Stored items from a collection

::::

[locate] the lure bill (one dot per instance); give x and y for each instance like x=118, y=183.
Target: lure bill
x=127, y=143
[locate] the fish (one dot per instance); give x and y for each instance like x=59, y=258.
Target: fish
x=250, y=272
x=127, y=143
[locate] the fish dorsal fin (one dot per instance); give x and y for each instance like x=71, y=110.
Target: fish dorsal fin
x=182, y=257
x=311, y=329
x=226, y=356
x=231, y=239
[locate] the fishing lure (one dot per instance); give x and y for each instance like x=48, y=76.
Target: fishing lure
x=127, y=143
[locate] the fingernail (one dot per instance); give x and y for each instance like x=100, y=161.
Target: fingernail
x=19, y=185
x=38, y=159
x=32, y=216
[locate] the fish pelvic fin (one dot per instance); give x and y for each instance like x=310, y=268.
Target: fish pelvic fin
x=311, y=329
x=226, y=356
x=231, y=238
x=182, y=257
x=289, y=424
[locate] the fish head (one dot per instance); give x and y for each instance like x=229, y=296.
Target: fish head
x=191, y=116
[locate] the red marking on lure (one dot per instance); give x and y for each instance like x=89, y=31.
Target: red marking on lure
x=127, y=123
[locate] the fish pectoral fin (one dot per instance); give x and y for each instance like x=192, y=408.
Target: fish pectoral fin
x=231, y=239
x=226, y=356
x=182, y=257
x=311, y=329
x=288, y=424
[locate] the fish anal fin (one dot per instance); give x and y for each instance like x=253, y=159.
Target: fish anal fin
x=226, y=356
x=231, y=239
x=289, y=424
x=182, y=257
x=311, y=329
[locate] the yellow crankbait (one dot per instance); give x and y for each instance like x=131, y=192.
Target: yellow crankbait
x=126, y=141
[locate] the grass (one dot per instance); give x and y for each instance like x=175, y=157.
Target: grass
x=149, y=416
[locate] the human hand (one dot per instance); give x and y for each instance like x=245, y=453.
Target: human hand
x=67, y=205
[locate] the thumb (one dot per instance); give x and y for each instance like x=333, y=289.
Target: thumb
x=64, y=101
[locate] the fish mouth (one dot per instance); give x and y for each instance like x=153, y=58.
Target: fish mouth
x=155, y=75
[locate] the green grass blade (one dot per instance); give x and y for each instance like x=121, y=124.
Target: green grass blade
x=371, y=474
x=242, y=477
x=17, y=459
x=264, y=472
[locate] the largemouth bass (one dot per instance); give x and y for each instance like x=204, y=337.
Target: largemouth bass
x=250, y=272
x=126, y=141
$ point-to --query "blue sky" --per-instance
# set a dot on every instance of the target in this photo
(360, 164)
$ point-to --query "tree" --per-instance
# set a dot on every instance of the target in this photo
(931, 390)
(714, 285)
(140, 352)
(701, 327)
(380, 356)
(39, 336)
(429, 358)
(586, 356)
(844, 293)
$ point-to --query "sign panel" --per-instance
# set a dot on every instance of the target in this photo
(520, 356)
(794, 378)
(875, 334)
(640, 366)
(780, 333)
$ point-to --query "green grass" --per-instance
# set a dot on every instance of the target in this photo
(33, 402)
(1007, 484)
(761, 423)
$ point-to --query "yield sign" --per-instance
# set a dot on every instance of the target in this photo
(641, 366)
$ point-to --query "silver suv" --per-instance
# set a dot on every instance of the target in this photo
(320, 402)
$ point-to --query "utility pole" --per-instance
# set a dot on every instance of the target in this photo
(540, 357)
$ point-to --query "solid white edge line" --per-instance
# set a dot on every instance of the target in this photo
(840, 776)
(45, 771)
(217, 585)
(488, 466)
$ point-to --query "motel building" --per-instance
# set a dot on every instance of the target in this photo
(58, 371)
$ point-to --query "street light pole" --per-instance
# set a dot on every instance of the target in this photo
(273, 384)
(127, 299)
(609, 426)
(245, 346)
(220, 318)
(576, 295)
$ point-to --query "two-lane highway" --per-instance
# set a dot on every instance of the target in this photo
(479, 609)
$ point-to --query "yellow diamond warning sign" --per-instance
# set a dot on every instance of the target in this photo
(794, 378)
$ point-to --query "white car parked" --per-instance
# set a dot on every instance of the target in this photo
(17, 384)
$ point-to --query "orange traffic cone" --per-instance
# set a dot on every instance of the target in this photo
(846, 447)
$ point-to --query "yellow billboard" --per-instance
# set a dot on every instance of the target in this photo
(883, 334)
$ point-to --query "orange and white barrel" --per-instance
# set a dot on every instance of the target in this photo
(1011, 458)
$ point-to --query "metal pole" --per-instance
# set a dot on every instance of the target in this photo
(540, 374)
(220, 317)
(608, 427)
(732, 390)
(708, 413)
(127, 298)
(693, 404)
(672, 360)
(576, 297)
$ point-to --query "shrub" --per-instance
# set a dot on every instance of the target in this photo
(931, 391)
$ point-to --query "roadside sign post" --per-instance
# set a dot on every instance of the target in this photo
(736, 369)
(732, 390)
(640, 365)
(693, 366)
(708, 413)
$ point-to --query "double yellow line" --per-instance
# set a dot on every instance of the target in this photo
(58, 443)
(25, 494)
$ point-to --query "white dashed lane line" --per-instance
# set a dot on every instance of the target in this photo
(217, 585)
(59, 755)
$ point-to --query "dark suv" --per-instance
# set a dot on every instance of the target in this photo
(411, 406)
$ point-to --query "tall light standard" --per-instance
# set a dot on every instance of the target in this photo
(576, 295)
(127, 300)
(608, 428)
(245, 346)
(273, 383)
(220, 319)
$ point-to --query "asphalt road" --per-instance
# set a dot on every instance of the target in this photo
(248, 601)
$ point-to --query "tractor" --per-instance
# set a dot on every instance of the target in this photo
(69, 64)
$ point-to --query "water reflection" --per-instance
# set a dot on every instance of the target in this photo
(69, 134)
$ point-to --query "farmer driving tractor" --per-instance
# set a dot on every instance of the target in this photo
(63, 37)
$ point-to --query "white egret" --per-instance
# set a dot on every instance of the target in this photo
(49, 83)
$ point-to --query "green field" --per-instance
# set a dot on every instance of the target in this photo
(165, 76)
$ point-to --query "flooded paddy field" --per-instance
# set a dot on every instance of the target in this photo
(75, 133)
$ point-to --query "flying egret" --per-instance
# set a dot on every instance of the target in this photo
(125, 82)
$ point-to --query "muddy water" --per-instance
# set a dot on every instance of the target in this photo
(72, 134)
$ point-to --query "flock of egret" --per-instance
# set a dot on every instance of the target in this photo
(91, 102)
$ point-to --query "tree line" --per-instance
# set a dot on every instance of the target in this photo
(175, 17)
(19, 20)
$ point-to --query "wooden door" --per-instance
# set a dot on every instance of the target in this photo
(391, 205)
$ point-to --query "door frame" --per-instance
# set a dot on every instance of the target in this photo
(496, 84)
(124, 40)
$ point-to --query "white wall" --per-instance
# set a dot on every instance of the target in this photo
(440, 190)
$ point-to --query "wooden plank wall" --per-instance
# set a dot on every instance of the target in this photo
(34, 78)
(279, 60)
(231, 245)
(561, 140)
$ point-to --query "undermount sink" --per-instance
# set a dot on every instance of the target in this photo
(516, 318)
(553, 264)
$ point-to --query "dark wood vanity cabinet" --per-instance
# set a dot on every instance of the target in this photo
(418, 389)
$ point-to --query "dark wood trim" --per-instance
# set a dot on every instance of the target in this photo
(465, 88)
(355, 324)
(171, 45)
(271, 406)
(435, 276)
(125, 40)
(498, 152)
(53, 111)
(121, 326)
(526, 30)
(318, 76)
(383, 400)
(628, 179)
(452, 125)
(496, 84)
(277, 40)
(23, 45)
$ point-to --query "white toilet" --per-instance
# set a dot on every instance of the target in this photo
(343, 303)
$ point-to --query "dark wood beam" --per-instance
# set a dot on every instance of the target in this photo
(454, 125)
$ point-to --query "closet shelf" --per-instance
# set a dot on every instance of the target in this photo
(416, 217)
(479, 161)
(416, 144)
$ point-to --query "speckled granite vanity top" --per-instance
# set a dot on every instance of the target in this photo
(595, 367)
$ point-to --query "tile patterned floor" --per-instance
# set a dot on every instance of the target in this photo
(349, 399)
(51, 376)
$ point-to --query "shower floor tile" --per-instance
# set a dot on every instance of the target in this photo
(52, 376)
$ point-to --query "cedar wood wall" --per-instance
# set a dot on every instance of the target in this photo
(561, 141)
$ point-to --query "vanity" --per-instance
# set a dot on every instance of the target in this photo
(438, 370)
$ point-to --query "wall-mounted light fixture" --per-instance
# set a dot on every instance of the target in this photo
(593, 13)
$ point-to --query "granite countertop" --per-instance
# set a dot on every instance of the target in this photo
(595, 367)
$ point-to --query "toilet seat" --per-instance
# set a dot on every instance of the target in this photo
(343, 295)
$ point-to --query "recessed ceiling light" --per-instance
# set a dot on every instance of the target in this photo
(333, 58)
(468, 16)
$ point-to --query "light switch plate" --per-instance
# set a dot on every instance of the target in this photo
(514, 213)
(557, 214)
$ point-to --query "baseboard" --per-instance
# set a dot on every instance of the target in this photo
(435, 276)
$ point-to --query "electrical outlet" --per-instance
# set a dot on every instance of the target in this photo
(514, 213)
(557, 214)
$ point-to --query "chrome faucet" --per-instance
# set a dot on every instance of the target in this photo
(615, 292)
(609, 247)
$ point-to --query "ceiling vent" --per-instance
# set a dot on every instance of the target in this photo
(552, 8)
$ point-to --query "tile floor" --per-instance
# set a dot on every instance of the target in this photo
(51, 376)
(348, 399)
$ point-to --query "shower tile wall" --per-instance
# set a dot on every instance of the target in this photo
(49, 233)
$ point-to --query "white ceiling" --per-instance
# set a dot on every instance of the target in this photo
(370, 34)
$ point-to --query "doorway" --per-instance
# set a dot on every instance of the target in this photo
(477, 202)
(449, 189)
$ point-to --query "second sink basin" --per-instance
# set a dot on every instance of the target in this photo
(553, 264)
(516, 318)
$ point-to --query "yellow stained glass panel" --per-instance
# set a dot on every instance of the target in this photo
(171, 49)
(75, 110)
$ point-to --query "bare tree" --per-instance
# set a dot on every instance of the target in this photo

::::

Your goal:
Put the items into a two-column CSV with the headers item and answer, starting at the beginning of the items and going through the line that contains "x=127, y=123". Give one row for each item, with its text and its answer each in a single quoted field and line breaks replaced by spaces.

Written answer:
item,answer
"[locate] the lure bill (one dot per instance); give x and y for each instance like x=118, y=183. Target: lure bill","x=127, y=143"
"[locate] the fish (one dot per instance); give x and y for each instance like x=59, y=258. Target: fish","x=250, y=272 x=127, y=143"
"[locate] the fish dorsal fin (one dot per instance); give x and y for each instance like x=71, y=110. Target: fish dorsal fin","x=182, y=257 x=311, y=329 x=226, y=356 x=231, y=239"
"[locate] the fishing lure (one dot per instance); give x and y for each instance like x=48, y=76. Target: fishing lure","x=127, y=143"
"[locate] the fingernail (one dot per instance); give x and y for each instance like x=100, y=161. Target: fingernail","x=19, y=185 x=38, y=159 x=32, y=216"
"[locate] the fish pelvic fin (one dot per instance); give x and y for each instance like x=310, y=268. Target: fish pelvic fin","x=311, y=329 x=226, y=356 x=231, y=238 x=182, y=257 x=289, y=424"
"[locate] the fish head (one dot per instance); give x and y for each instance like x=229, y=296. Target: fish head","x=191, y=116"
"[locate] the red marking on lure (one dot per instance); give x and y for each instance like x=89, y=31. Target: red marking on lure","x=127, y=123"